▶ **DATA PROVIDED**
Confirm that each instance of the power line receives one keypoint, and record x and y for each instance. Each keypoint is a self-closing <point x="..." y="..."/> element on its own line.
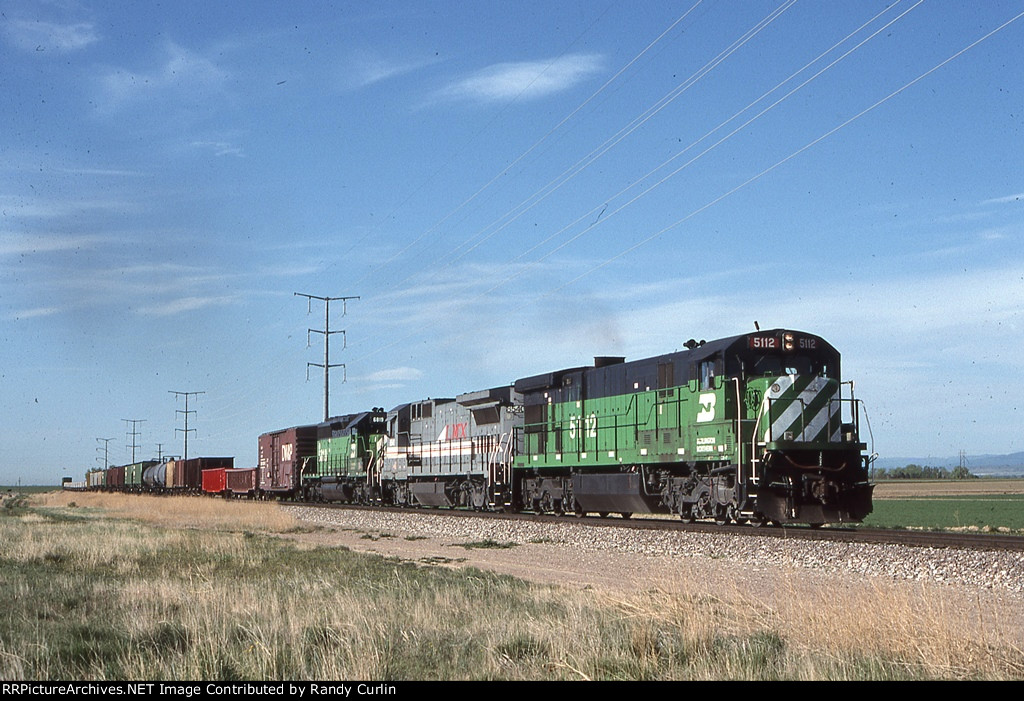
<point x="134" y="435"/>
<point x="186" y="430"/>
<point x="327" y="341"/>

--

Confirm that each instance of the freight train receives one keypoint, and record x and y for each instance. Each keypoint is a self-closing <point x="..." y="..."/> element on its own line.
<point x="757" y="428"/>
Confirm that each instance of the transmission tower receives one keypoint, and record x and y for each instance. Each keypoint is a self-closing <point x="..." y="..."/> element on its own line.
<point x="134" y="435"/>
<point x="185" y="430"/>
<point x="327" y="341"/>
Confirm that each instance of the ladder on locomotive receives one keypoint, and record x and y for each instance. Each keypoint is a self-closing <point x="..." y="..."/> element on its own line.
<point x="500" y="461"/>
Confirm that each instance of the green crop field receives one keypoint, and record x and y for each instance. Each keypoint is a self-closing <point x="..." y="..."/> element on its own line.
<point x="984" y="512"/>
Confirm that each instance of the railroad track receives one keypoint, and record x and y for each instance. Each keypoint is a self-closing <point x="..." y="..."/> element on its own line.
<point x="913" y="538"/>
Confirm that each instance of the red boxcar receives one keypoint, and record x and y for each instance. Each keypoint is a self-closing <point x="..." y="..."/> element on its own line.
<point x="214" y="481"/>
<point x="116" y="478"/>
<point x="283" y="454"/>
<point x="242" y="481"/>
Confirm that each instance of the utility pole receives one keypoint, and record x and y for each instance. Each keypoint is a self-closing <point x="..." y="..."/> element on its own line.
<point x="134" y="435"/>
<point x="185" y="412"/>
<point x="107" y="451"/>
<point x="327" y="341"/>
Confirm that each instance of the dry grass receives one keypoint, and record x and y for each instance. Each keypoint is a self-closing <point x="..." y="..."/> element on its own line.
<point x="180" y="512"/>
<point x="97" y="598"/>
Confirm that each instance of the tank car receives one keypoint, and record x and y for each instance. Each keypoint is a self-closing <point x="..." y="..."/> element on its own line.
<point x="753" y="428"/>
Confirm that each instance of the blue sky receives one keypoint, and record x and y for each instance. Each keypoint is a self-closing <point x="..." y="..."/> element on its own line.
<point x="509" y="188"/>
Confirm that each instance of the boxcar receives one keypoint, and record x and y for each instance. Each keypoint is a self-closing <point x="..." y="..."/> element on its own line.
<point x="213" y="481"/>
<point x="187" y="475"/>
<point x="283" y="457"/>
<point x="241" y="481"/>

...

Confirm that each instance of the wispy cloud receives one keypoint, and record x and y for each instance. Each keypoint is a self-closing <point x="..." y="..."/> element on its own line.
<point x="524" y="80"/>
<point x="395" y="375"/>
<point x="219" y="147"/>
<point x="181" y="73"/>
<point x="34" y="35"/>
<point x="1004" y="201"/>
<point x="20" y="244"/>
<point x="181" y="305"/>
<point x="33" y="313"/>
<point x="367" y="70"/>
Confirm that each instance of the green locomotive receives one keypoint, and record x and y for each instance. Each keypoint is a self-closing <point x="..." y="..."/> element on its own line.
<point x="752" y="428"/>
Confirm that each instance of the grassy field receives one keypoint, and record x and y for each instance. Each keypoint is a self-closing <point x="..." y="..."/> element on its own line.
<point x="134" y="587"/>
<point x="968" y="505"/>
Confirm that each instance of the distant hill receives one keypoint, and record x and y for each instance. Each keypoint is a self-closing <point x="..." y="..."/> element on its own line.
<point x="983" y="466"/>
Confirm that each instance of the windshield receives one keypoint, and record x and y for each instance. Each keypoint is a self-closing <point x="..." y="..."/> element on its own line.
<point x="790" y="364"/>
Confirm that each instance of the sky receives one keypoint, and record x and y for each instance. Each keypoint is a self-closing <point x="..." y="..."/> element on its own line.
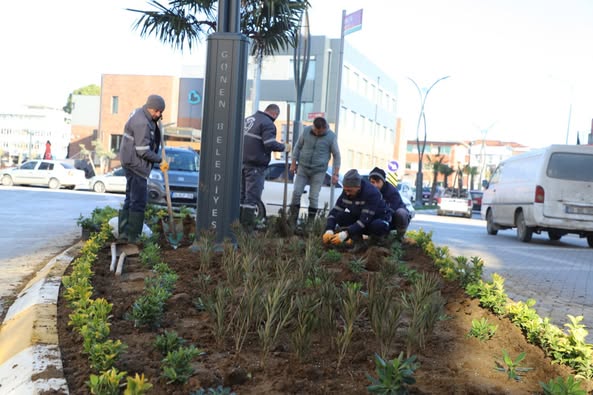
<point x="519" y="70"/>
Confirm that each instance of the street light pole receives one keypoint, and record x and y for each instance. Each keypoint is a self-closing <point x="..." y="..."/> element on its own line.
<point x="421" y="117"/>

▶ **TASK TO CARRY OUT**
Please list every line from the records above that contains the word "boxcar", copying each line in full. Matches must have the same case.

▶ **ANSWER TO THIS PROBLEM**
Confirm that each instance of the red boxcar receives one keypoint, and record x and y for each instance. Each keypoint is a self-closing <point x="..." y="..."/> element on its own line.
Confirm that each instance of the boxcar receives one keypoint, and record x and y for each instance. Each keypoint is a self-closing <point x="..." y="..."/> element on its own line.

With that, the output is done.